== TEXT EXTRACT

Order FirstInstallment Prerequisite
20 DaysTo Claim Exemption

The Short Version

In Connecticut a money-judgment creditor usually cannot jump straight to a paycheck. Under Conn. Gen. Stat. 52-361a the path runs through an installment payment order, and a wage execution becomes available only after the debtor fails to comply. When a wage execution does issue, the amount withheld is the lesser of twenty-five percent of weekly disposable earnings or the amount by which disposable earnings exceed forty times the higher of the federal or Connecticut minimum wage. Because Connecticut’s minimum wage is one of the highest in the nation, that forty-times floor protects roughly six hundred seventy-seven dollars and sixty cents of weekly pay before a private creditor reaches a single dollar. The debtor also gets a notice and a twenty-day window to file an exemption or modification claim. None of this matters to a creditor who does not know where the debtor works, which is the part we solve: as a public-records research firm we develop a debtor’s current employer, income, and bank, typically within 24 hours, so a Connecticut collection can actually move.

Watch: Connecticut Wage Garnishment, Explained

The order-first rule and the forty-times floor in plain terms.

▶ Video Overview

The Connecticut Rule: An Order First, Then 25 Percent

Two protections stacked on top of each other.

Most people picture wage garnishment as a creditor filing a piece of paper and the next paycheck arriving short. In Connecticut that picture is wrong on both ends. The state layers two distinct protections that, together, make it one of the hardest places in the country for a private creditor to reach a paycheck without doing the work properly first.

The first protection is procedural. Connecticut does not let a judgment creditor go straight to a wage execution. The ordinary route under Conn. Gen. Stat. 52-361a begins with an installment payment order: the court sets a schedule of payments the debtor is supposed to make toward the judgment. Only when the debtor fails to comply with that order does the creditor become eligible to apply for an execution against wages. In practice this means a Connecticut debtor who never had an installment order entered, or who is keeping up with one, is generally not subject to a wage execution at all.

====
== ENTRIES SHOWN

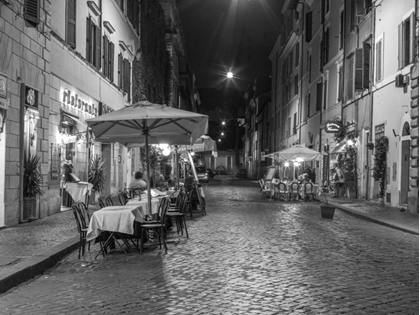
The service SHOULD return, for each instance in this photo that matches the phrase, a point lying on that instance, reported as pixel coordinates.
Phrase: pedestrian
(338, 182)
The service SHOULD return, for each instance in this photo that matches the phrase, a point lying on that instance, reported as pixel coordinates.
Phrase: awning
(339, 148)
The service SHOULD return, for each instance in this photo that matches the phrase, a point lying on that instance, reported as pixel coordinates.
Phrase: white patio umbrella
(151, 123)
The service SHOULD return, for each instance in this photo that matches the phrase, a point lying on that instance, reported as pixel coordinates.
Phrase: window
(93, 43)
(308, 25)
(318, 96)
(108, 66)
(31, 11)
(308, 105)
(341, 41)
(325, 94)
(406, 45)
(349, 83)
(378, 59)
(340, 83)
(71, 23)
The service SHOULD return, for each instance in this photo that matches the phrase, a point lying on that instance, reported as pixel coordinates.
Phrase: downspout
(301, 77)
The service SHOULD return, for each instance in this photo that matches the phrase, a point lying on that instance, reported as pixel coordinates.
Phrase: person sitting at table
(138, 181)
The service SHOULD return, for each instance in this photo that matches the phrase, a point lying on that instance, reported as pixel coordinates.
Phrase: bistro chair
(283, 192)
(123, 198)
(178, 213)
(82, 228)
(308, 191)
(157, 226)
(294, 190)
(265, 191)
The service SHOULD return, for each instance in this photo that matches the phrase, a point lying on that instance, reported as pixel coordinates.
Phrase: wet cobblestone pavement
(247, 256)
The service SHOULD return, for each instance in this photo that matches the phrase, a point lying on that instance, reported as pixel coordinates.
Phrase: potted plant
(327, 210)
(96, 176)
(32, 183)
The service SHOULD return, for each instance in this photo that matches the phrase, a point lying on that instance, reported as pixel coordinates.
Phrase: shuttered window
(120, 71)
(308, 25)
(378, 58)
(71, 23)
(106, 56)
(318, 96)
(93, 43)
(111, 61)
(358, 72)
(406, 45)
(31, 11)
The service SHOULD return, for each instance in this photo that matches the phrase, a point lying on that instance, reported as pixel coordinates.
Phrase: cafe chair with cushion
(123, 198)
(179, 214)
(82, 228)
(265, 191)
(157, 226)
(294, 190)
(308, 191)
(283, 192)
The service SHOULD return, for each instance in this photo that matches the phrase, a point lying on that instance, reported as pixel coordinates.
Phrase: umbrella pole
(149, 196)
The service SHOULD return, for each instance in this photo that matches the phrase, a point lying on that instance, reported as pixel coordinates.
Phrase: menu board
(55, 161)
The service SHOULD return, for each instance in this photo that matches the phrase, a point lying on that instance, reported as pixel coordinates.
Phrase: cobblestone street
(247, 256)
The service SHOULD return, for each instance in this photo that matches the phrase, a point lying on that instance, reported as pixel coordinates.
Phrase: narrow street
(247, 256)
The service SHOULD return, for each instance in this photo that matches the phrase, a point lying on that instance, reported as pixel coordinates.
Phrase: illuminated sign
(332, 126)
(74, 101)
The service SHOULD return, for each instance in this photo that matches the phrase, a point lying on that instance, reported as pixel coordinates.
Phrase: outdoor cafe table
(118, 219)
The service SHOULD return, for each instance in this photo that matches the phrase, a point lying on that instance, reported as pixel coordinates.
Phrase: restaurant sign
(332, 126)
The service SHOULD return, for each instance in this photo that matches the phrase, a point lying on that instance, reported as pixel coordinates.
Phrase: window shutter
(400, 46)
(318, 96)
(379, 61)
(111, 61)
(31, 11)
(105, 67)
(98, 47)
(360, 7)
(120, 71)
(308, 24)
(71, 23)
(358, 76)
(366, 66)
(88, 39)
(412, 37)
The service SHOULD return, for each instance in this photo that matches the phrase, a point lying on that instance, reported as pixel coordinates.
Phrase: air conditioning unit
(400, 80)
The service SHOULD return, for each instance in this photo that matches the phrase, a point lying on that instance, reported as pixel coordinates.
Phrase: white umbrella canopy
(151, 123)
(297, 152)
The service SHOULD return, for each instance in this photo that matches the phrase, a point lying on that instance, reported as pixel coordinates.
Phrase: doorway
(405, 170)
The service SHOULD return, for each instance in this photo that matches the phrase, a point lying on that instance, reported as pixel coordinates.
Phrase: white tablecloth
(144, 205)
(78, 190)
(114, 219)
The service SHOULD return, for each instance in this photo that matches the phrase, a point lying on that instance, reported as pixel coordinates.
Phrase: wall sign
(31, 97)
(379, 131)
(332, 126)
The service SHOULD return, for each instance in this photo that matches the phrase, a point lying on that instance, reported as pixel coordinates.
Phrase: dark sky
(223, 35)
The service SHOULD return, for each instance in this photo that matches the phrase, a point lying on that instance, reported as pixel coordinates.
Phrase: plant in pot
(32, 183)
(97, 176)
(327, 210)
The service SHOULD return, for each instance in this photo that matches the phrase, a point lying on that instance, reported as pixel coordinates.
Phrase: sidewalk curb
(367, 217)
(37, 264)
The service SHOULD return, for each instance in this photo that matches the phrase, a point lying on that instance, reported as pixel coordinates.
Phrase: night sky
(235, 35)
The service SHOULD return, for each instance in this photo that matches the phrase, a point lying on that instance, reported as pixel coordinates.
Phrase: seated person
(159, 179)
(138, 182)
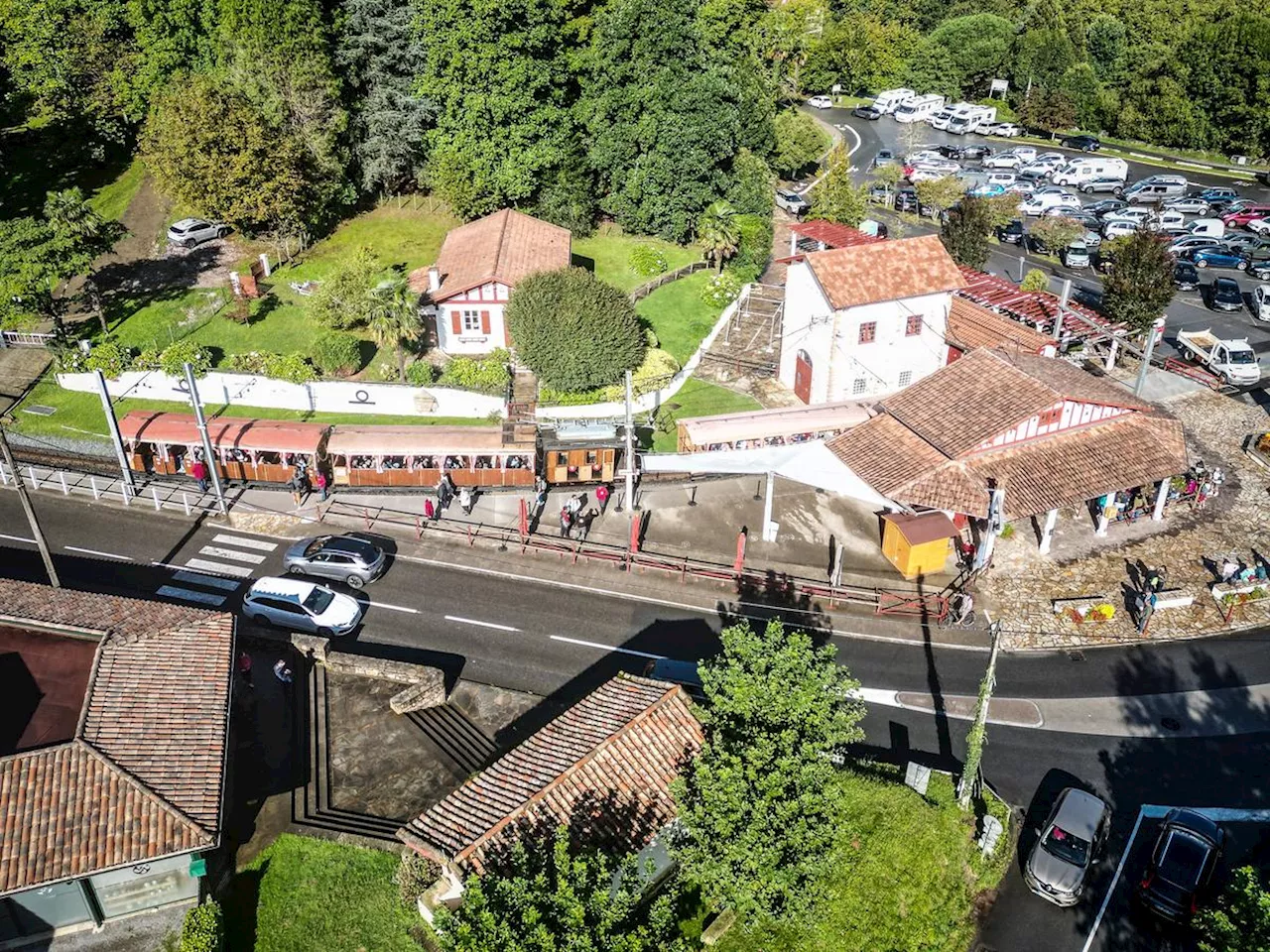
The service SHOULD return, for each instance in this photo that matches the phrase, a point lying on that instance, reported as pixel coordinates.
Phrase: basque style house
(112, 756)
(479, 266)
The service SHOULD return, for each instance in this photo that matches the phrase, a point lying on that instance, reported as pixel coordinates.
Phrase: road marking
(232, 553)
(246, 542)
(610, 648)
(394, 608)
(240, 570)
(483, 625)
(206, 598)
(213, 581)
(93, 551)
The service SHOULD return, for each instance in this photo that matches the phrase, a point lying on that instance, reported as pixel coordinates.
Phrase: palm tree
(717, 231)
(395, 317)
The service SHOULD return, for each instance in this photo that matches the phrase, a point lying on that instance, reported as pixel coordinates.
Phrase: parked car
(1182, 865)
(1086, 144)
(1224, 295)
(1070, 843)
(1215, 257)
(345, 558)
(1185, 276)
(189, 232)
(302, 606)
(792, 202)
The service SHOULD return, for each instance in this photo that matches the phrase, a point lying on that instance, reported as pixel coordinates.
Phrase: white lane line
(483, 625)
(206, 598)
(212, 581)
(231, 553)
(93, 551)
(394, 608)
(608, 648)
(245, 542)
(240, 570)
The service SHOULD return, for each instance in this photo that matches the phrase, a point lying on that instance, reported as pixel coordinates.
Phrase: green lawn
(699, 399)
(80, 414)
(679, 315)
(905, 879)
(610, 250)
(307, 893)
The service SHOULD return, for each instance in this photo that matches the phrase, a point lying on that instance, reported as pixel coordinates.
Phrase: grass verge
(906, 876)
(307, 893)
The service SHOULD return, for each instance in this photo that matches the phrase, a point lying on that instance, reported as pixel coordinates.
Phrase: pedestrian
(199, 472)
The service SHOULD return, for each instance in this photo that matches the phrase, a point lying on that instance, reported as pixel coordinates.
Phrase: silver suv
(189, 232)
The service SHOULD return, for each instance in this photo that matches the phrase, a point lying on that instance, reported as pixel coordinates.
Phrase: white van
(919, 108)
(890, 99)
(1086, 169)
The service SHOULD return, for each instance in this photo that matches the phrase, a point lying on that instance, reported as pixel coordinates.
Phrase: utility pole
(976, 738)
(208, 457)
(31, 513)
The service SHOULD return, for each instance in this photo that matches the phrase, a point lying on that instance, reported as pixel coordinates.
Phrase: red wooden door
(803, 377)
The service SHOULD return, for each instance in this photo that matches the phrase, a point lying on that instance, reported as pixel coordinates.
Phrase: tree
(757, 803)
(572, 330)
(550, 895)
(381, 54)
(799, 143)
(837, 198)
(1239, 920)
(1141, 284)
(717, 232)
(965, 232)
(394, 318)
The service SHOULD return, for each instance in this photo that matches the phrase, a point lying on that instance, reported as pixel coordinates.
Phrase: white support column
(1161, 498)
(1047, 532)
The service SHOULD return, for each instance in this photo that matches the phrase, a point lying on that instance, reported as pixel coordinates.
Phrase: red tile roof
(603, 766)
(144, 774)
(884, 271)
(506, 246)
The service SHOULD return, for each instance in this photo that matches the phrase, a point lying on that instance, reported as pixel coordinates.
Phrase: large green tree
(757, 803)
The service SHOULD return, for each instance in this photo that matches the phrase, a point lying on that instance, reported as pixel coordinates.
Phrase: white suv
(302, 606)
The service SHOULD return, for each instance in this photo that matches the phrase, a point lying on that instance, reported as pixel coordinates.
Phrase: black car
(1185, 276)
(1225, 295)
(1182, 865)
(1012, 232)
(1086, 144)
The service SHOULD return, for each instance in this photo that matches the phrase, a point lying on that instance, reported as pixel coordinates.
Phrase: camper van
(892, 99)
(1086, 169)
(971, 118)
(919, 108)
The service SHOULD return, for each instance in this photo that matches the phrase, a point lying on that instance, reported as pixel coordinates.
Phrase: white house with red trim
(479, 267)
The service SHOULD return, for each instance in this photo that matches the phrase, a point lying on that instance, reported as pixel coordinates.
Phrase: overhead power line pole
(31, 513)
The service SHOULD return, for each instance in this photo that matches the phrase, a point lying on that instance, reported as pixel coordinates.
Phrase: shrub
(572, 330)
(488, 375)
(336, 354)
(203, 928)
(175, 358)
(647, 261)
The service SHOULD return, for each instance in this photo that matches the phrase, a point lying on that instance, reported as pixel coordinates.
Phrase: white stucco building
(479, 266)
(866, 320)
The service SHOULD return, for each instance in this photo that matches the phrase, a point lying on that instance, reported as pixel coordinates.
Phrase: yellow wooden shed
(917, 544)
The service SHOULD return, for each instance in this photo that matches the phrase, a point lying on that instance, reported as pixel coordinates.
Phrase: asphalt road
(1188, 309)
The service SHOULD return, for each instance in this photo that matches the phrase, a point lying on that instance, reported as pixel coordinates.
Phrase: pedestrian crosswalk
(212, 579)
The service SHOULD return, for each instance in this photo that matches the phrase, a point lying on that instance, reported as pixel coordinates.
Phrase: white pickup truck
(1233, 361)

====

▸ **JOBS**
a) Condense the paragraph beginning "The first protection is procedural" from the Connecticut wage garnishment text into a short bulleted list that keeps its main facts.
b) For each statement, say whether the Connecticut wage garnishment text supports it (yes or no), and quote the words that decide it:
(i) After a wage execution notice, the debtor has twenty days to file an exemption or modification claim.
(ii) The forty-times floor is based on the lower of the federal or Connecticut minimum wage.
(iii) A debtor who is keeping up with an installment order is generally subject to a wage execution.
The records have no connection to the text about Connecticut wage garnishment.

▸ **FULL ANSWERS**
a)
- The first protection is procedural: a judgment creditor cannot go straight to a wage execution.
- Under Conn. Gen. Stat. 52-361a, the ordinary route starts with an installment payment order, in which the court sets a schedule of payments toward the judgment.
- The creditor can apply for an execution against wages only after the debtor fails to comply with that order.
- A debtor who never had an installment order entered, or who is keeping up with one, is generally not subject to a wage execution.

b)
(i) Yes: "The debtor also gets a notice and a twenty-day window to file an exemption or modification claim."
(ii) No: "forty times the higher of the federal or Connecticut minimum wage"
(iii) No: "a Connecticut debtor who never had an installment order entered, or who is keeping up with one, is generally not subject to a wage execution at all."